Hello,
What is the best way to count the number of swaps required to sort an array that is sorted using the Quicksort algorithm? I put a counter in what I believe is in the correct position and the tests that I have run seem to be correct however Quicksort is so complex I do not trust my data.
Thanks,

/**
   The IntQuickSorter class provides a public static
   method for performing a QuickSort on an int array.
*/

   public class IntQuickSorter2
   {
      private static int track = 0;

   /**
      The quickSort method calls the doQuickSort method
      to sort an int array.
      @param array The array to sort.
   */

      public static void quickSort(int array[])
      {
         doQuickSort(array, 0, array.length - 1);
         System.out.println("count the swaps = " + track);
      }

   /**
      The doQuickSort method uses the QuickSort algorithm
      to sort an int array.
      @param array The array to sort.
      @param start The starting subscript of the list to sort
      @param end The ending subscript of the list to sort
   */

      private static void doQuickSort(int array[], int start, int end)
      {
         int pivotPoint;
         track ++;
         //System.out.println("count" + count);

         if (start < end)
         {
            //count += 3;
         // Get the pivot point.
            pivotPoint = partition(array, start, end);

         // Sort the first sub list.
            doQuickSort(array, start, pivotPoint - 1);

         // Sort the second sub list.

[Labeled-object pointing entries]

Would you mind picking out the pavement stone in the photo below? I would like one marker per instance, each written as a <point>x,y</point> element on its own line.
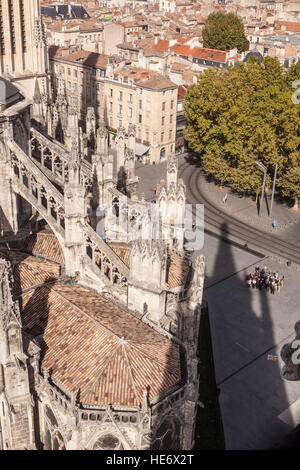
<point>253,392</point>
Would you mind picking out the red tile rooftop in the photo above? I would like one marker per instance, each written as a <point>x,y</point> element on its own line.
<point>97,349</point>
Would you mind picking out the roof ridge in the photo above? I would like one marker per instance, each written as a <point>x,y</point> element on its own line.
<point>85,313</point>
<point>105,365</point>
<point>130,373</point>
<point>150,357</point>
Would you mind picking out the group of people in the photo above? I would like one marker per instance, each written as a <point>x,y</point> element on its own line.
<point>265,279</point>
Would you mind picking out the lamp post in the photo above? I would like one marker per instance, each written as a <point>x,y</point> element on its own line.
<point>274,183</point>
<point>264,168</point>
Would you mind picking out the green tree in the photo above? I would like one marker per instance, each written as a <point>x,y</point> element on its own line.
<point>224,31</point>
<point>242,115</point>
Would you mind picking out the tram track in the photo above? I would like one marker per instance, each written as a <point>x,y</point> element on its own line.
<point>229,226</point>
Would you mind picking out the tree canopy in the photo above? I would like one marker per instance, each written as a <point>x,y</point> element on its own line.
<point>243,115</point>
<point>224,31</point>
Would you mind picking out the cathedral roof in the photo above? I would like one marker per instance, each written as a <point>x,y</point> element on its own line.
<point>177,268</point>
<point>93,347</point>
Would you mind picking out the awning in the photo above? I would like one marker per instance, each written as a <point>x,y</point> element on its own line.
<point>140,149</point>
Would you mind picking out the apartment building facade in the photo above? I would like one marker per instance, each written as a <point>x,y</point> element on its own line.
<point>121,96</point>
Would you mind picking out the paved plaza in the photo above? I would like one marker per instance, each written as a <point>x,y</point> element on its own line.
<point>247,325</point>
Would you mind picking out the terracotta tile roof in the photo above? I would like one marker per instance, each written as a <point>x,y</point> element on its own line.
<point>45,244</point>
<point>293,26</point>
<point>162,45</point>
<point>29,271</point>
<point>83,346</point>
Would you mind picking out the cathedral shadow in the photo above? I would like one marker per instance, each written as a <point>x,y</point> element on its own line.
<point>251,388</point>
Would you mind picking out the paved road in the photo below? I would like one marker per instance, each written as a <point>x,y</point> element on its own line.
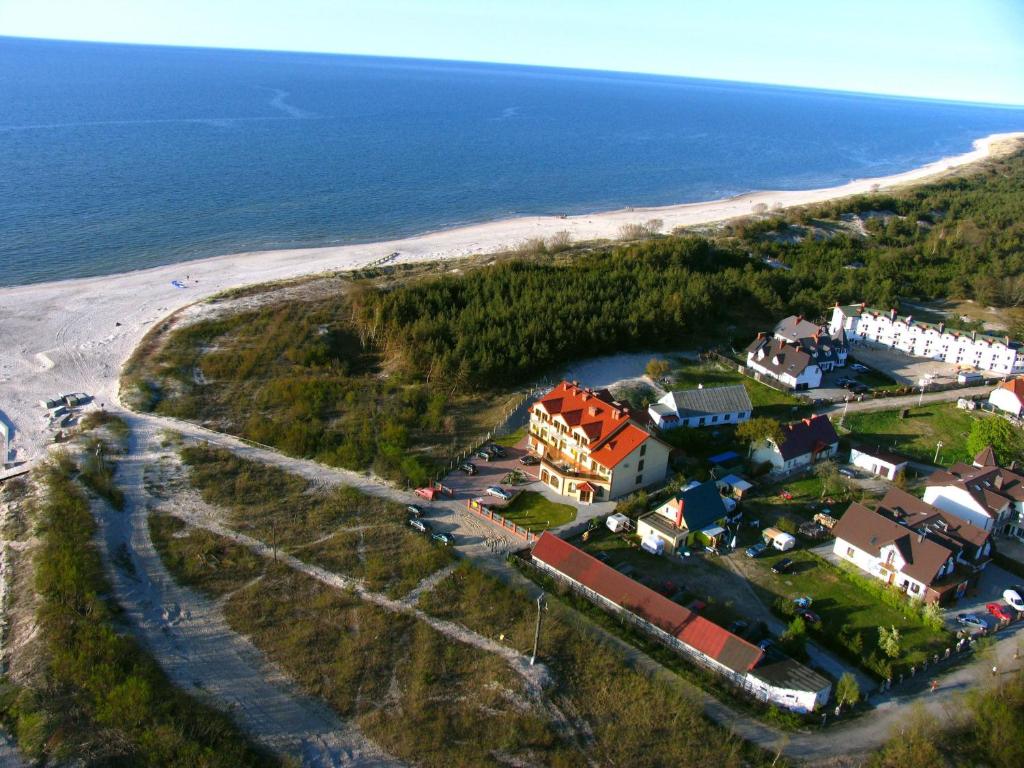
<point>863,734</point>
<point>909,400</point>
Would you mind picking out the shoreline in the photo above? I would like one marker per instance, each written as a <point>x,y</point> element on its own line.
<point>74,335</point>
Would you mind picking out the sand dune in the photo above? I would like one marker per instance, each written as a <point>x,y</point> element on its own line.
<point>74,336</point>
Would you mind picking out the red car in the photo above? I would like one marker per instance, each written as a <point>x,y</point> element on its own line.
<point>999,610</point>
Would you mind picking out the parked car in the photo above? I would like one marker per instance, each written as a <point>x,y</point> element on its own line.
<point>757,550</point>
<point>782,566</point>
<point>999,610</point>
<point>970,620</point>
<point>813,530</point>
<point>499,492</point>
<point>1013,597</point>
<point>810,616</point>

WHAT THE TASK ASKS: List every single-line comment beginning with "//" in the code of the Quicksort forum post above.

WRITTEN SOLUTION:
- //System.out.println("count" + count);
- //count += 3;
- // Get the pivot point.
- // Sort the first sub list.
- // Sort the second sub list.